EXERCICES À TRAITER
A - D'après l'article sur l'économie en 2021, sur quoi repose la plupart des prévisions économiques pour cette année-là ?
B - Recopiez le passage de l'article sur l'économie en 2021 qui va de « 2021 ne sera » à « matière de vaccination. », bornes comprises.
C - Prolongez s'il vous plaît l'article sur l'économie en 2021 au-delà de sa dernière phrase.

TEXTE D'ÉTUDE
Philippe Ledent

2021 ne sera pas lisse

Philippe Ledent Senior economist chez ING Belgique, chargé de cours à l'UCLouvain.

En un seul mot: accrochez-vous… dans tous les sens du terme.

“Bonne année et bonne santé!”… Rarement ces mots auront-ils pris autant de sens. L’arrivée des vaccins permet heureusement d’avoir la perspective d’une année meilleure. C’est l’espoir que nous avons toutes et tous. Sur le plan économique, la plupart des prévisions pour 2021 sont également fondées sur la vaccination de masse et la victoire de la science sur le Covid. Après une année marquée par une contraction inédite du PIB de la plupart des économies, 2021 verrait une reprise vigoureuse. C’est ce que l’on peut raisonnablement attendre compte tenu des données disponibles actuellement et du scénario le plus probable en matière de vaccination.

En un seul mot: accrochez-vous… dans tous les sens du terme.

Données de pointage d'expressions référentielles
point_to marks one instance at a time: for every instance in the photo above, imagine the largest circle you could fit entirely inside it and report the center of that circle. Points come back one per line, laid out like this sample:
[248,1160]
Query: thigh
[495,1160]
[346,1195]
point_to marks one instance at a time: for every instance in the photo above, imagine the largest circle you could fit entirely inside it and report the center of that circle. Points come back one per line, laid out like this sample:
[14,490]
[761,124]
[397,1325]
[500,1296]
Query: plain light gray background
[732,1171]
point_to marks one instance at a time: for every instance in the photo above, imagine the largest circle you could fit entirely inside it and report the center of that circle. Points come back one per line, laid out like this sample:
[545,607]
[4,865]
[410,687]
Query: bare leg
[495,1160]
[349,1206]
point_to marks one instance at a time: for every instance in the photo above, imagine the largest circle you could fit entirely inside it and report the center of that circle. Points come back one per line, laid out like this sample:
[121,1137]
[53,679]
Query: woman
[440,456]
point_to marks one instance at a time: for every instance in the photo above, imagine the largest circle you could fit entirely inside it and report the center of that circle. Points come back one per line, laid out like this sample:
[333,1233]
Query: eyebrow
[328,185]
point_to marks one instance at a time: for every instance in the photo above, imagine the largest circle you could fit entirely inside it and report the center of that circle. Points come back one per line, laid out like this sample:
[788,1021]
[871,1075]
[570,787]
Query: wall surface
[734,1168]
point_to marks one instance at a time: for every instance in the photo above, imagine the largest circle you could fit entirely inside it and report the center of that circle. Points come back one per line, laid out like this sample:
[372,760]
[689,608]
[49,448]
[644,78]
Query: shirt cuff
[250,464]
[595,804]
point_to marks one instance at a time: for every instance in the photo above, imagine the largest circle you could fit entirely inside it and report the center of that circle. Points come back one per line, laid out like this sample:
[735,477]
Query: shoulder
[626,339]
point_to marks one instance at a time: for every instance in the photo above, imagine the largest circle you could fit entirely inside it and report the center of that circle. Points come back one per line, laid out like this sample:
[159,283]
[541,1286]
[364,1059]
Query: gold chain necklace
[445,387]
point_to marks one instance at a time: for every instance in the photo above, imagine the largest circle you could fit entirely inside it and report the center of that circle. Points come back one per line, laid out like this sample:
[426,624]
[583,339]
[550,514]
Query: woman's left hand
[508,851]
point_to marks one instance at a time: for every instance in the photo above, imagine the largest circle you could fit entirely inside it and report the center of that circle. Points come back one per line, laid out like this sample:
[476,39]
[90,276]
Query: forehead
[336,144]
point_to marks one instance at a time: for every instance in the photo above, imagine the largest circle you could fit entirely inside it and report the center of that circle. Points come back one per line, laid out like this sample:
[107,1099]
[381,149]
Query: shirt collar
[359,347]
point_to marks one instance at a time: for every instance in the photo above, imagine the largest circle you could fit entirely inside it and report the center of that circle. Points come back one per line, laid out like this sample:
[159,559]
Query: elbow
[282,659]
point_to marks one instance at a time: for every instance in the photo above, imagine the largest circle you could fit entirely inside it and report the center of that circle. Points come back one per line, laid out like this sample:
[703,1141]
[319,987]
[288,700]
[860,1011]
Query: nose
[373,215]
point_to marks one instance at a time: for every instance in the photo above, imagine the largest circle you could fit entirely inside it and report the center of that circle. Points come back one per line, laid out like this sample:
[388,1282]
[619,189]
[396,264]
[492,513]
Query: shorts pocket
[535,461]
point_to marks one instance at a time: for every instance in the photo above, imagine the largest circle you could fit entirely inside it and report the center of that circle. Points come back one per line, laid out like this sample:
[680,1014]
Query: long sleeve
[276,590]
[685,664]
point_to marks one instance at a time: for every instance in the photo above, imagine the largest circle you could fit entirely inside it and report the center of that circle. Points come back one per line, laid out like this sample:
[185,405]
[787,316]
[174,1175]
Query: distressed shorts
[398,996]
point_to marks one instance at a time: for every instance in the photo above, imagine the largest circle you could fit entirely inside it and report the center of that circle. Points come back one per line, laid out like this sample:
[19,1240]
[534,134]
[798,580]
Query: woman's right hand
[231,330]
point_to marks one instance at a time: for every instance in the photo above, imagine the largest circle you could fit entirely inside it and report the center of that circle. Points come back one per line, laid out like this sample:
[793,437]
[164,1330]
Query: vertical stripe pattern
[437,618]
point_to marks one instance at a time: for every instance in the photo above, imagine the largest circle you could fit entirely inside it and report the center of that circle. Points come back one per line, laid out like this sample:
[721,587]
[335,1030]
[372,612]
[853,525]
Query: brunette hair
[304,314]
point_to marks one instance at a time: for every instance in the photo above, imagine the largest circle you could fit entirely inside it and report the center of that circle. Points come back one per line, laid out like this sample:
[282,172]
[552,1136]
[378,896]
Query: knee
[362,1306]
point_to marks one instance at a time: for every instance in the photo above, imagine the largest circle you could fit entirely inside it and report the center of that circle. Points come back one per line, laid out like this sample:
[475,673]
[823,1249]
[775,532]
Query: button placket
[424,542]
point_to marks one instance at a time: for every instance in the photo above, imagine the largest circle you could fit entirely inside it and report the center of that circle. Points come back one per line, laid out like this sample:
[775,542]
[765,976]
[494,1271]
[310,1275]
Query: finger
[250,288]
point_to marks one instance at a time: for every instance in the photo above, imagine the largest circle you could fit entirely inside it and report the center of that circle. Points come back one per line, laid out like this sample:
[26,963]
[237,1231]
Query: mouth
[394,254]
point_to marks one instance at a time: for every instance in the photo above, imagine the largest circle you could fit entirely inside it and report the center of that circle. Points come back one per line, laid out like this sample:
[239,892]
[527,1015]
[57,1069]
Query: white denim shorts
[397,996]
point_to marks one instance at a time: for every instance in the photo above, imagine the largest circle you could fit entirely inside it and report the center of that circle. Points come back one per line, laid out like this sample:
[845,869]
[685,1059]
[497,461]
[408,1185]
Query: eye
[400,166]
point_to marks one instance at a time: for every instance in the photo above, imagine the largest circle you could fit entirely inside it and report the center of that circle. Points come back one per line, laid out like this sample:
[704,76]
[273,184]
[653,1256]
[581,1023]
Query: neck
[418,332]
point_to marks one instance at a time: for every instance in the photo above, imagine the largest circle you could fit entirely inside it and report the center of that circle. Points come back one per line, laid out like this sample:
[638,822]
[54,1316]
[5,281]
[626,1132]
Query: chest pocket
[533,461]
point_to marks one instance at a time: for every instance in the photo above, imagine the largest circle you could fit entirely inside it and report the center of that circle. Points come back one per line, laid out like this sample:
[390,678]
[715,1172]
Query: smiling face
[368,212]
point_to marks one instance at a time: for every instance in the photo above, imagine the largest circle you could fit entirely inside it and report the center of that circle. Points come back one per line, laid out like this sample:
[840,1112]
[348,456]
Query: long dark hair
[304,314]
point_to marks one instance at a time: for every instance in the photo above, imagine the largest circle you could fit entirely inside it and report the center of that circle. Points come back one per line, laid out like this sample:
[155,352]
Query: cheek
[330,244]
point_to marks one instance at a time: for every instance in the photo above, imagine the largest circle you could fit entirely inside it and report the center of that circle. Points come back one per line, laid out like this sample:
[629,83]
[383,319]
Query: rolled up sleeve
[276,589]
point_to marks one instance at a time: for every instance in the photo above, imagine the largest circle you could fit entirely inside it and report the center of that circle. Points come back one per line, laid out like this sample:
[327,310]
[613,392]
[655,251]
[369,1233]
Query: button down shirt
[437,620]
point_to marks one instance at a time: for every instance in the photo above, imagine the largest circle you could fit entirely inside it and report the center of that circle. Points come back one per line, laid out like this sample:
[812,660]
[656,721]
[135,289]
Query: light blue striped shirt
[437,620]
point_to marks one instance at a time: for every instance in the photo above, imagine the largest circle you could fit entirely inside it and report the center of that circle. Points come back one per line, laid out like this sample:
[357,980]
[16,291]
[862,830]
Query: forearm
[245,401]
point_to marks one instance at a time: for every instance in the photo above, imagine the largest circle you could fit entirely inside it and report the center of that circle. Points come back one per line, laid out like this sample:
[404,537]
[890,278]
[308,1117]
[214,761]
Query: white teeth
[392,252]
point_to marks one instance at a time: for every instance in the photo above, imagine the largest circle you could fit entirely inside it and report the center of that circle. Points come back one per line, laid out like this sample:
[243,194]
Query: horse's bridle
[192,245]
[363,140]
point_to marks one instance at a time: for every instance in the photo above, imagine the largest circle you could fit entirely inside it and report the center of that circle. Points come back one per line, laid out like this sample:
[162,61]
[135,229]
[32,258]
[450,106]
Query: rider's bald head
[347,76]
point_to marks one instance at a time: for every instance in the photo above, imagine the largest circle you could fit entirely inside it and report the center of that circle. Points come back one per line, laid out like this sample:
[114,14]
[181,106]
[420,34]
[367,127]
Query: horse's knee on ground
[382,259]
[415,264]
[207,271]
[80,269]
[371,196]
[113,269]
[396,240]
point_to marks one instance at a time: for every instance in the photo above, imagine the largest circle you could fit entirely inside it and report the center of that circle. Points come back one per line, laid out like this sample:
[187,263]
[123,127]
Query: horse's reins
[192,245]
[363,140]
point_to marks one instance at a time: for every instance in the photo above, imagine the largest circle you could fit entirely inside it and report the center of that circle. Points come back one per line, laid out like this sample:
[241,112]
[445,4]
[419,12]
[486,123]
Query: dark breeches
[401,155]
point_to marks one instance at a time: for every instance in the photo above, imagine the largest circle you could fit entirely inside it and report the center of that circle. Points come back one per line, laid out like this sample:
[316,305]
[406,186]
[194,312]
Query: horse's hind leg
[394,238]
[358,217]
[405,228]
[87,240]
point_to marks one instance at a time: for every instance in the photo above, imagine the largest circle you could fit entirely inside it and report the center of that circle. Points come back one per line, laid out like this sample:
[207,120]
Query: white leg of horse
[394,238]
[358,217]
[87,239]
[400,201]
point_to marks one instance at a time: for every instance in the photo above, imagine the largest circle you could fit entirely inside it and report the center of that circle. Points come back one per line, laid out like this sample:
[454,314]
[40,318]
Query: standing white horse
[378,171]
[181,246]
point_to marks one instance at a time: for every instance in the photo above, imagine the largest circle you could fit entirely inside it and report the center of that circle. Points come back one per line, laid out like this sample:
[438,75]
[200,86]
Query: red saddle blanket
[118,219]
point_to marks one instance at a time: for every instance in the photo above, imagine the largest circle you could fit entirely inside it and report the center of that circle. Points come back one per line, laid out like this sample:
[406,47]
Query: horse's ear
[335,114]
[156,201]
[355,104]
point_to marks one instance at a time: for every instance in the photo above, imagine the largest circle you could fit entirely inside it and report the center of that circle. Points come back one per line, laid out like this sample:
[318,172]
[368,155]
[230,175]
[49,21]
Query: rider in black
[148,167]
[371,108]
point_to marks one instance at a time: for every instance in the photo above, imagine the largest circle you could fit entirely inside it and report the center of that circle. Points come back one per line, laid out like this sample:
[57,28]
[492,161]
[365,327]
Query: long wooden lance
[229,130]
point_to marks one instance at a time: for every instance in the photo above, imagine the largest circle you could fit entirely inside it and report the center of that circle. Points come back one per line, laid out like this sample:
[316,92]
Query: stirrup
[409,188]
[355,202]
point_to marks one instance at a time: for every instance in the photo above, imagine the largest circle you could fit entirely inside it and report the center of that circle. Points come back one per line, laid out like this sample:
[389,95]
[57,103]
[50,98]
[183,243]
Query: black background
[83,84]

RÉSULTATS PAR EXERCICE
A - Sur la vaccination de masse et la victoire de la science sur le Covid.

B -
2021 ne sera pas lisse

Philippe Ledent Senior economist chez ING Belgique, chargé de cours à l'UCLouvain.

En un seul mot: accrochez-vous… dans tous les sens du terme.

“Bonne année et bonne santé!”… Rarement ces mots auront-ils pris autant de sens. L’arrivée des vaccins permet heureusement d’avoir la perspective d’une année meilleure. C’est l’espoir que nous avons toutes et tous. Sur le plan économique, la plupart des prévisions pour 2021 sont également fondées sur la vaccination de masse et la victoire de la science sur le Covid. Après une année marquée par une contraction inédite du PIB de la plupart des économies, 2021 verrait une reprise vigoureuse. C’est ce que l’on peut raisonnablement attendre compte tenu des données disponibles actuellement et du scénario le plus probable en matière de vaccination.

C -
Pour autant, il ne faut pas se voiler la face, la situation économique restera difficile encore un moment. Dès lors, un peu à l’image de ma mise en garde de l’été dernier sur la nécessité de se préparer à une éventuelle deuxième vague (qui est devenue réalité à l’automne), je ne peux que vous souhaiter de redoubler d’efforts en 2021 pour vous adapter à cette situation chaotique. Certes, on aperçoit la lumière au bout du tunnel, mais il est encore long et la lumière elle-même réserve quelques surprises.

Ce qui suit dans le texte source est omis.